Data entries
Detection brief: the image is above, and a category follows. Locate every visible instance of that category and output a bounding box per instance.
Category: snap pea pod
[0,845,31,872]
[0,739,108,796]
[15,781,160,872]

= BRIEF =
The required result is an identical copy of the records above.

= WRITTEN ANSWER =
Detection brief: the image is above, and a category follows. Locate every visible instance of that category and output a bounding box per instance.
Category: snap pea pod
[0,845,31,872]
[0,739,108,796]
[15,781,160,872]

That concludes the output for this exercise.